▶ [PROBLEMS TO SOLVE]
1: Answer these questions about the forum post on the traffic citation, one line each:
(a) What type of violation was on the citation, and what was its amount?
(b) What fault percentage did the insurance company assign to the poster?
(c) According to the transcripts, what did the witness tell the insurance agent?
2: Write the next part of the forum post on the traffic citation and insurance fault, starting after its last sentence.

▶ [TEXT SEGMENT]
·····

# Insurance 50% At Fault will I automatically win in traffic court?



## Guest (Jul 16, 2009)

I was cited for a accident by a cop who was not at the scene of the accident when it occurred and came after the fact. She didn't cite me at the scene, but then she had a citation mailed to me. It was a 50$ lane change violation and the fact is I didn't change lanes. Now the insurance company has done it's investigation it has been determined that I am "50% a fault" so theirs no surcharge or points. I think they may have been conflicting whiteness's as that is the only time theirs 50/50 (<this is speculation). Anyways, I had requested transcripts from my insurance agency who interviewed one of the witnesses(s) and he said to the agent the he feels "it was ridiculous that I was cited," to further add to my evidence that I didn't change lanes. 

When I appeal this case will it be a easy win and the magistrate will rule in my favor on those two facts? Because doesn't the town police have to prove beyond a reasonable doubt that I must have changed lanes? Since the insurance company can't even determine fault; how is the officer able to. Neither were at the scene and both would have the same whiteness accounts and information to determine fault if the cop filled out the police report correctly.

This question is secondary to my main question, out of curiosity if a officer can't determine fault and both drivers as well as whiteness's have conflicting accounts such as if driver 1 and whiteness 1 say driver 2 changed lanes and driver 2 and whiteness 2 say driver 1 changed lanes is it possible to cite both drivers for the same driving violation?

·····

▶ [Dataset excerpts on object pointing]
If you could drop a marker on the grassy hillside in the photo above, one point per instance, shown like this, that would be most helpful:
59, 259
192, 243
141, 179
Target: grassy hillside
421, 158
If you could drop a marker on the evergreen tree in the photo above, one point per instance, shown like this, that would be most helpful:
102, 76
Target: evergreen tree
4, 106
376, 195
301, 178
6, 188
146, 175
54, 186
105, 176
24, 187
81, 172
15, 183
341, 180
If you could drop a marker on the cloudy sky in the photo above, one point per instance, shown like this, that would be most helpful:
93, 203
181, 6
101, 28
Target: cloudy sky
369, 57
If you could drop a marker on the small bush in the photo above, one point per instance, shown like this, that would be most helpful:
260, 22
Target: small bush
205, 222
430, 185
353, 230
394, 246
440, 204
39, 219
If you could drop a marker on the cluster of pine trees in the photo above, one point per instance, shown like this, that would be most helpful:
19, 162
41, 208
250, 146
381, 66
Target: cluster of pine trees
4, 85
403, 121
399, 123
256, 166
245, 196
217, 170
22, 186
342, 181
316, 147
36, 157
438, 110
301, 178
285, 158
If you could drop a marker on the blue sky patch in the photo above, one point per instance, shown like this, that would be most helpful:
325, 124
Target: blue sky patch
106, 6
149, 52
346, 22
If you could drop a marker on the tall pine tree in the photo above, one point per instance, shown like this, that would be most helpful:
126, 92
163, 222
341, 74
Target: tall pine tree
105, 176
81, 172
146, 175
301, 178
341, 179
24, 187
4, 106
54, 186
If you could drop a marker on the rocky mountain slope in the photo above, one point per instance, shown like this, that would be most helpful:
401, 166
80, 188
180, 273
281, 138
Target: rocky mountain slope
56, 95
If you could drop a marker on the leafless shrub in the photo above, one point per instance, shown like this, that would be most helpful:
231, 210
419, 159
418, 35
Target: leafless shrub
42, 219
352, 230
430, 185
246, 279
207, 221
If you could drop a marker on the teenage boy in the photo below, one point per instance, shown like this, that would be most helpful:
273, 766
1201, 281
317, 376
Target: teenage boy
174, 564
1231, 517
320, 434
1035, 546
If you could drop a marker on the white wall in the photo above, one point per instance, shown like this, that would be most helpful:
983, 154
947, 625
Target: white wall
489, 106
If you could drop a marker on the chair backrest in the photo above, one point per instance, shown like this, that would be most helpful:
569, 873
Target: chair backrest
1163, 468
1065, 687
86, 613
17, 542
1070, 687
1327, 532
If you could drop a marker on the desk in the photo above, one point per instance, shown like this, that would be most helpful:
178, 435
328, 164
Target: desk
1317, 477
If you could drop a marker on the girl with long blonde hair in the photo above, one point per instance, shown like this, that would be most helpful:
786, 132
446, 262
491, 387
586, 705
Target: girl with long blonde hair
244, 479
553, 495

·····

▶ [ANSWERS TO THE PROBLEMS]
1:
(a) A lane change violation of $50.
(b) 50% at fault.
(c) He said he felt it was ridiculous that the poster was cited.

2:
thanks


----------



## kwflatbed (Dec 29, 2004)

If you can't bother to register go shit in your hat.


----------



## celticsfan (Dec 18, 2007)

Unregistered said:


> Iboth would have the same whiteness accounts


:jestera:


----------



## Boston Irish Lass (Feb 13, 2009)

You can spell magistrate but not witness? Maybe this is a case for Al Sharpton. Who knows, maybe you could get some money out of this too.


----------



## Harley387 (May 1, 2002)

Whiteness. LOL.


----------



## badgebunny (Aug 17, 2005)

I have a headache after reading your post...learn how to spell before you post something dumbass! And oh yeah register if you want to ask a question!


----------



## Sam1974 (Apr 8, 2009)

OMG i think my left eye popped out of my head while attempting to read your post!


----------



## PatrolDB (Jul 23, 2008)

I can't even read the fucking thing... You type worse then Menino speaks


----------



## kwflatbed (Dec 29, 2004)

Wolfman said:


> You may not win in court but you are in the Hall of *Flame* around here!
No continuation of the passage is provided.